● **Excerpted text**:
========================================================================

[Gluster-devel] Readdir plus implementation in tier xlator

Mon Apr 18 07:28:29 UTC 2016

Hi All,

Currently we are experiencing some issues with the implementation of
readdirp in data tiering.

Problem statement:

When we do a readdirp, tiering reads entries only from cold tier. Since
the hashed subvol for all files has been set as cold tier by default we
will have all the files in cold tier. Some of them will be data files
and remaining will be pointer files(T files), which points to original
file in hot tier. The motivation behind this implementation was to
increase the performance of readdir by only looking up entries in one
tier. Also we ran into an issue where some files were not listed while
using the default dht_readdirp. This is because dht_readdir reads
entries from each subvol sequentially. Since tiering migrates files
frequently this led to an issue where if a file was migrated off a
subvol before the readdir got to it, but after the readdir had processed
the target subvol, it would not show up in the listing [1].

So for the files residing in hot tier we will fallback to readdir i.e,
we won't give stat for such entries to application. This is because the
corresponding pointer file in cold tier won't be having a proper stat.
So we forced fuse clients to do a explicit lookup/stat for such entries
by setting nodeid as null. Similarly in case of native nfs, we marked
such entries as stale stat by setting attributes_follow = FALSE.

========================================================================

● **Given entries**:
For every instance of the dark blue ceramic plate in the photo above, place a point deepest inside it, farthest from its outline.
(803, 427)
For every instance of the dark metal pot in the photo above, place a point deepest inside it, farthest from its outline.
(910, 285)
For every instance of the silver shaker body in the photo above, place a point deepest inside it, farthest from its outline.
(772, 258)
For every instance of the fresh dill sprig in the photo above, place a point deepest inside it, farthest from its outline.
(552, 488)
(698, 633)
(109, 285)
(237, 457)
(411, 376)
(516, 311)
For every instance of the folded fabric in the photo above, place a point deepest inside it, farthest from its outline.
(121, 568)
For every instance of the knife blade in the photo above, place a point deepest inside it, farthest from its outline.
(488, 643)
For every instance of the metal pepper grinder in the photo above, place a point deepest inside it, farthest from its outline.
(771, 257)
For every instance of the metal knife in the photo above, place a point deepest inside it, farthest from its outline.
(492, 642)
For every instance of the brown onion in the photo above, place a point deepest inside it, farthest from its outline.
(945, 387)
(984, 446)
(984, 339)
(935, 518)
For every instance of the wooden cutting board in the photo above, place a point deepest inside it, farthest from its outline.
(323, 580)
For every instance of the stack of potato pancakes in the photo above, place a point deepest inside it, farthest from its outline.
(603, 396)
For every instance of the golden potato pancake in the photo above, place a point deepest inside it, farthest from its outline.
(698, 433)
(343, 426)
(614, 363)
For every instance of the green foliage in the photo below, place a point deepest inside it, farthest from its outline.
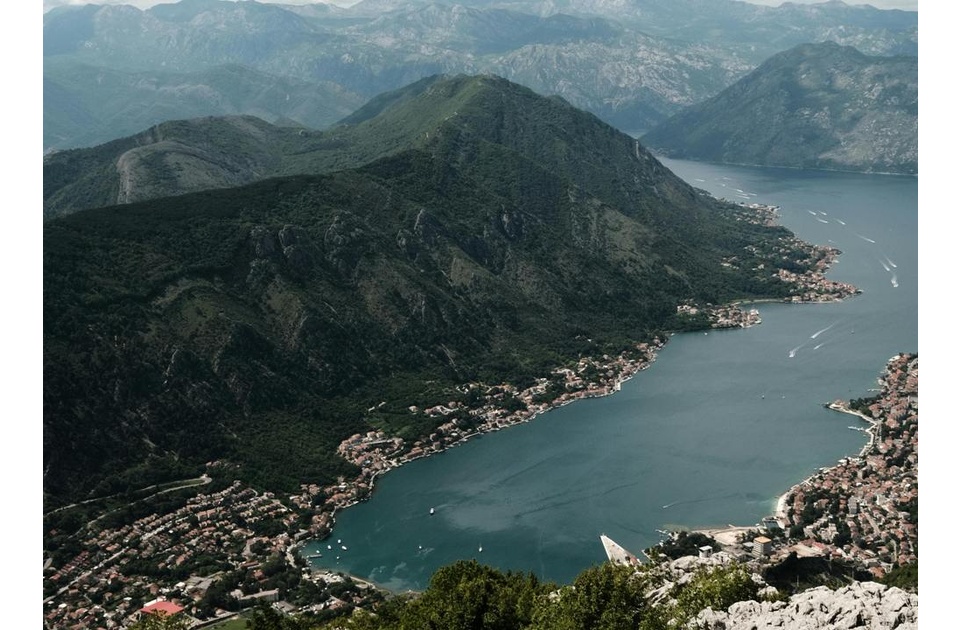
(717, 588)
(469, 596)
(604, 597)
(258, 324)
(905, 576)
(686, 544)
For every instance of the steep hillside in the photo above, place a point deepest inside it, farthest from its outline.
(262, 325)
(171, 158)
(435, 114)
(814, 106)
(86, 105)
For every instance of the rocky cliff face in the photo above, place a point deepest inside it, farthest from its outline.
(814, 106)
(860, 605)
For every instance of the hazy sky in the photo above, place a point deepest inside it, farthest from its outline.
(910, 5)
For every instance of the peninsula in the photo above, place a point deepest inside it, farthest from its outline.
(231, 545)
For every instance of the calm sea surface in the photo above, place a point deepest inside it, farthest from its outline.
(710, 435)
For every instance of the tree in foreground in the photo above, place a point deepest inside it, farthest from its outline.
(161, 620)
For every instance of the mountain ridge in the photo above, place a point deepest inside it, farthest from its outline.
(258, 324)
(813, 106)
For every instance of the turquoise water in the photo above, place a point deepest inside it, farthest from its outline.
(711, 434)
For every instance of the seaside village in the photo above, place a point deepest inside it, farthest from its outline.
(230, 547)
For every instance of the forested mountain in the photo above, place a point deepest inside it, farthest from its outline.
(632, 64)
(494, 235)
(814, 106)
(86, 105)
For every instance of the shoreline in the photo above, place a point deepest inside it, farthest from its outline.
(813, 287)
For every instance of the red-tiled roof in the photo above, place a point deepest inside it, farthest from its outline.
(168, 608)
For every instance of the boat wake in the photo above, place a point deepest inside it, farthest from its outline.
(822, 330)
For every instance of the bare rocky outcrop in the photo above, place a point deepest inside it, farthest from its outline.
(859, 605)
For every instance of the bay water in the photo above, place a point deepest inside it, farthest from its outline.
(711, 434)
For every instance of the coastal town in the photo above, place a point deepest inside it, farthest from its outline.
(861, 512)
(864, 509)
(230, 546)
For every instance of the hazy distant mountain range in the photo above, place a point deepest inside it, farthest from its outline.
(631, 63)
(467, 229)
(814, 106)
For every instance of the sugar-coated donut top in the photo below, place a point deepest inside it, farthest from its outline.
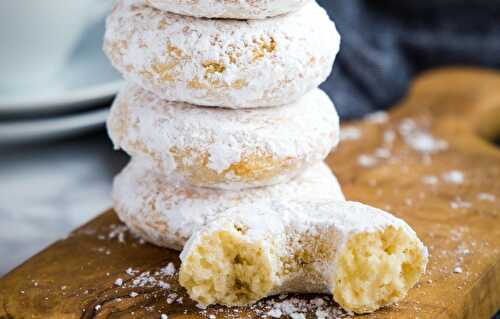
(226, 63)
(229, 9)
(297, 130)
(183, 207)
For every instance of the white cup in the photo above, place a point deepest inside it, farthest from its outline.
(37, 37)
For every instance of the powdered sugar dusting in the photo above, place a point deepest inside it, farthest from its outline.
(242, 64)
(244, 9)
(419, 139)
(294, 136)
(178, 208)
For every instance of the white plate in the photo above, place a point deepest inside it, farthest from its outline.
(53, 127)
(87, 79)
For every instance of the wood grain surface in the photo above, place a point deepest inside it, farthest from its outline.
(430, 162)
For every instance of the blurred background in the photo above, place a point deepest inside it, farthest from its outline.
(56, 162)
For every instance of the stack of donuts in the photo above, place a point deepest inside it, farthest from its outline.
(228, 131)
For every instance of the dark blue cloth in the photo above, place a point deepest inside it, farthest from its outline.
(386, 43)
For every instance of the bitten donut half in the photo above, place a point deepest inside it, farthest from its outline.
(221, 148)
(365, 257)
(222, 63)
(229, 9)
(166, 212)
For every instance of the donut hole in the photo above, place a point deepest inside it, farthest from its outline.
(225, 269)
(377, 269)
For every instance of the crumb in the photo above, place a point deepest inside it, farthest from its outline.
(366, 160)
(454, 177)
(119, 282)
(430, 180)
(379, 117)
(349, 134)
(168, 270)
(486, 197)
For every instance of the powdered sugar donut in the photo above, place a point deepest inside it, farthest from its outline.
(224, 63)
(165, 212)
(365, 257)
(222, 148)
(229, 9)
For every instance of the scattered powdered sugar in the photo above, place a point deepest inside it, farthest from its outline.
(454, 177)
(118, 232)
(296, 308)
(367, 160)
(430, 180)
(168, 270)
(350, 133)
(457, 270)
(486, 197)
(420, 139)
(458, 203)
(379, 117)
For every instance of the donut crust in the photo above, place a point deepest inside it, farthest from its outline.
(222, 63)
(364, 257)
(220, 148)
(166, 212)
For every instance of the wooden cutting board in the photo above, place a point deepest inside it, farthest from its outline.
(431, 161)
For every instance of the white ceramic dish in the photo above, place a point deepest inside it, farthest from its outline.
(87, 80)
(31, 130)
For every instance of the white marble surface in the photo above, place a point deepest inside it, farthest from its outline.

========================================================================

● **Work to be completed**: Pick up the mailing-list post on readdirp in data tiering after its last sentence and write the next part.

● **Task response**:
But the problem comes when we use gf_api, where we don't have any
control over client behavior. So to fix this issue we have to give stat
information for all the entries.

Possible solutions:     
1. Revert the tier_readdirp to something similiar to dht_readdirp, then
fix problem in [1].
2. Have the tier readdirp do a lookup for every linkfile entry it finds
and populate the data (which would cause a performance drop). This would
mean that other translators do not need to be aware of the tier behaviour.
3. Do some sort of batched lookup in the tier readdirp layer to improve
the performance.

Both 2 and 3 won't give any performance benefit, but solve the problem
in [1]. In fact this also not complete, because when we do the lookup
(batched or single), by the time the file could have moved from the hot
tier or vice versa which will again result in stale data.

4. Revert to dht_readdirp and then instead of taking all entries from
hot tier, just take only entries which has T file in cold tier. (We can
delay deleting of data file after demotion, so that we will get the stat
from hot tier)

Please reply with your valuable suggestions/concerns. We would be glad
to look into any other possible solutions for addressing the issue.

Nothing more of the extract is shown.